--- START Data shown ---
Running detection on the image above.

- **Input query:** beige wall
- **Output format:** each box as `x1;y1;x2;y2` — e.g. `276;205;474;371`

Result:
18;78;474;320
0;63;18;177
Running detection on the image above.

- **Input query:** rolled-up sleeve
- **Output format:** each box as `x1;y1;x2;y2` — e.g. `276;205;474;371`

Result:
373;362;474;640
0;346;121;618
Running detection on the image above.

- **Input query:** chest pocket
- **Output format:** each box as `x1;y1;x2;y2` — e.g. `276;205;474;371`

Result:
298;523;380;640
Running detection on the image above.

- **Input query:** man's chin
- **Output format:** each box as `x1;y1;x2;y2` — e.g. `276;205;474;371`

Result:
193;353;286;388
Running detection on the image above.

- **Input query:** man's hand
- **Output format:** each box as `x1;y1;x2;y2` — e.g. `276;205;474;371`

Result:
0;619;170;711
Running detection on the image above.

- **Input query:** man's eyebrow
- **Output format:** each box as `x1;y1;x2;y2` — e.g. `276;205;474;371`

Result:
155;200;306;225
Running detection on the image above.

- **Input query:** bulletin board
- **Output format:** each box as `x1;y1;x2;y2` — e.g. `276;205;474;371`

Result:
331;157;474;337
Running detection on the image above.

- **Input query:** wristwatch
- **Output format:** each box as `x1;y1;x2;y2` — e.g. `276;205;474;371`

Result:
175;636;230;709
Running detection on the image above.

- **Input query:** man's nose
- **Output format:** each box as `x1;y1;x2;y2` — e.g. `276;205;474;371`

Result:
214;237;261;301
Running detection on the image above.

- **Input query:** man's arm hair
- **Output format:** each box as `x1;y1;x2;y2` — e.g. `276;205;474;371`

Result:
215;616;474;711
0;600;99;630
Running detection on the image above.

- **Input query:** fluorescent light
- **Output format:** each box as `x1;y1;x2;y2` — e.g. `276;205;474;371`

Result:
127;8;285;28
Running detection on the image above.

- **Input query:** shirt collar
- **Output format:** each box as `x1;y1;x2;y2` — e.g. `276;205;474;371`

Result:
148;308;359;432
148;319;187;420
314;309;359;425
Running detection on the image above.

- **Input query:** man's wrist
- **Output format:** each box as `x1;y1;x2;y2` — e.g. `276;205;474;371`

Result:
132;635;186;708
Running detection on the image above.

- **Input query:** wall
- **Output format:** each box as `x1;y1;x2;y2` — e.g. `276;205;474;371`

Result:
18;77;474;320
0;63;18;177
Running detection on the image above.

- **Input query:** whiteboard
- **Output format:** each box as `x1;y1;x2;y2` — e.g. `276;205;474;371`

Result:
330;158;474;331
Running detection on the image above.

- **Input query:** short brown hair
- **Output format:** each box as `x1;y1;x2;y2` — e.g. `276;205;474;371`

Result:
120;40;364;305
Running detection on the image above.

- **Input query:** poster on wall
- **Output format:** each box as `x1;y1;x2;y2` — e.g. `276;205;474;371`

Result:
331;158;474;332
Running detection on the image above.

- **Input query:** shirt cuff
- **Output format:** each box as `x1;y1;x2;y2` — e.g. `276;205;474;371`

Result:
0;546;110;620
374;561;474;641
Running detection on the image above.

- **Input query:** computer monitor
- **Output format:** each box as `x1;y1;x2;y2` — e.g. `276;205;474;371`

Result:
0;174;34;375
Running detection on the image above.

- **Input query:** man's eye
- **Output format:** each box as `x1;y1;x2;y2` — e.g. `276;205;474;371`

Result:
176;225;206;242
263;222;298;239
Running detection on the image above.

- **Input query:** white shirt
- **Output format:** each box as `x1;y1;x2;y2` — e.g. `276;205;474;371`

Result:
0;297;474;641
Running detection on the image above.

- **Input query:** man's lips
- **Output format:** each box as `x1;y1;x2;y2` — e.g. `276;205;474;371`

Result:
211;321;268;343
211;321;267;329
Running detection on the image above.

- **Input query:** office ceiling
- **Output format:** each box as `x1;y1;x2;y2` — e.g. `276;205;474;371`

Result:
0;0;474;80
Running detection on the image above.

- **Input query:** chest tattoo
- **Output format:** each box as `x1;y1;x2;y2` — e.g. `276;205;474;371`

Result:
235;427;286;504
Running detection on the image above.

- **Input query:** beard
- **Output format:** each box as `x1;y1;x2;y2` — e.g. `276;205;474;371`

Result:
--- END Data shown ---
■ **Direction**
Can you rewrite all of the material above with "Input query" swapped for "Target label" wherever it occurs, keeping everything else the same?

■ **Final result**
Running detection on the image above.

- **Target label:** beige wall
- **Output format:** each box as `x1;y1;x2;y2` — e.g. `276;205;474;371`

Result:
18;78;474;320
0;63;18;177
Running detection on the image above.

- **Target label:** rolled-up sleeve
- **Output format:** each box as `x1;y1;x2;y2` — e.g. `276;205;474;371`

Result:
373;362;474;640
0;346;121;618
Running detection on the image above.

- **Target label:** chest pocket
- **Output format:** each box as `x1;y1;x2;y2` — e.g. `276;205;474;371`

Result:
298;523;380;640
Running detection on the image above.

- **Target label:** man's chin
- **Output format:** each box as `x1;y1;x2;y2` — e.g. `276;205;474;371`

Result:
193;353;286;388
Running detection on the image above.

- **Target label:** man's hand
- **Output format:** each box as `x1;y1;x2;y2` — e.g. `276;205;474;371`

Result:
0;619;170;711
Running detection on the image above.

- **Target label:** man's eyebrow
- **Output format:** each box as `x1;y1;x2;y2` — e.g. `276;205;474;371`

Result:
155;200;306;225
Running detection on the image above.

- **Target label:** bulletin board
- **Output format:** each box as `x1;y1;x2;y2` — e.g. `276;205;474;371`

Result:
331;157;474;337
Running detection on the image above.

- **Target label:** wristwatch
- **Output format:** each box as `x1;y1;x2;y2` — e.g. `276;205;474;371`

Result:
175;636;230;709
Running detection on the image above.

- **Target label:** man's nose
- **Output format:** each box as `x1;y1;x2;y2` — e.g. `276;205;474;371`

Result:
214;237;261;301
Running detection on the image above.

- **Target label:** man's arm hair
- **Output format:** each box as `x1;y1;x2;y2` — e.g. `276;205;474;371`

Result:
215;616;474;711
0;600;99;630
Running detection on the image above.

- **Target label:** fluorescent light
- **Output format:** each box as `x1;y1;x2;y2` — e.g. `276;205;474;371`

Result:
127;8;285;28
Running detection on the image above.

- **Target label:** shirt collar
- **Output format:** each box as `x1;y1;x2;y2` — e.g. `276;205;474;371`

Result:
148;308;359;432
148;319;187;420
314;309;359;425
Running detection on the image above.

- **Target label:** man's wrist
- **Output format:** each box as `x1;y1;x2;y2` — e.g. `276;205;474;371`

Result:
132;635;186;708
Running detection on the image above.

- **Target label:** wall
- **Output format:** each box as `x1;y1;x2;y2` — e.g. `276;205;474;371`

Result:
18;77;474;320
0;63;18;177
Running detection on the image above.

- **Target label:** whiteboard
- **Output format:** each box as `x1;y1;x2;y2` — e.g. `276;205;474;371`

Result:
330;158;474;331
Running detection on the image above.

- **Target label:** short brown hair
- **Output format:** each box as `x1;y1;x2;y2` — e.g. `276;205;474;371`

Result:
120;40;364;305
Running detection on the image above.

- **Target label:** poster on wall
- **Output format:** each box as `x1;y1;x2;y2` — e.g. `276;205;474;371`

Result:
331;158;474;332
Running detection on the image above.

- **Target label:** shirt cuff
- **Output format:** each box as `x1;y1;x2;y2` — e.g. `276;205;474;371`

Result:
0;546;110;620
374;561;474;641
Running detection on the image above.

- **Target label:** computer monitor
- **Output format:** each box as `x1;y1;x2;y2` — e.g. `276;205;474;371`

Result:
0;174;34;375
Running detection on the image above.

- **Target label:** man's eye
- **Output format:** each box as `x1;y1;x2;y2` — e.g. `276;205;474;371`

Result:
176;225;206;242
263;222;298;239
Running detection on the image above.

- **Target label:** white shirt
- **Output format:** each box as `x1;y1;x2;y2` — e.g. `276;205;474;371`

Result:
0;297;474;641
Running detection on the image above.

- **Target label:** man's lips
- **Output format:** each box as `x1;y1;x2;y2` — e.g. `276;205;474;371`

Result:
211;321;268;343
211;321;267;329
Running detection on the image above.

- **Target label:** office ceiling
- **Output format:** each box as `x1;y1;x2;y2` — e.g. `276;205;474;371`

Result:
0;0;474;80
Running detection on the image above.

- **Target label:** chest tattoo
- **Output format:** each box as `x1;y1;x2;y2` — e.g. `276;205;474;371`

Result:
235;427;286;504
Running detection on the image above.

- **Target label:** beard
- **Output format:** each box as `x1;y1;x2;y2` — e.g. `276;205;474;371`

Result:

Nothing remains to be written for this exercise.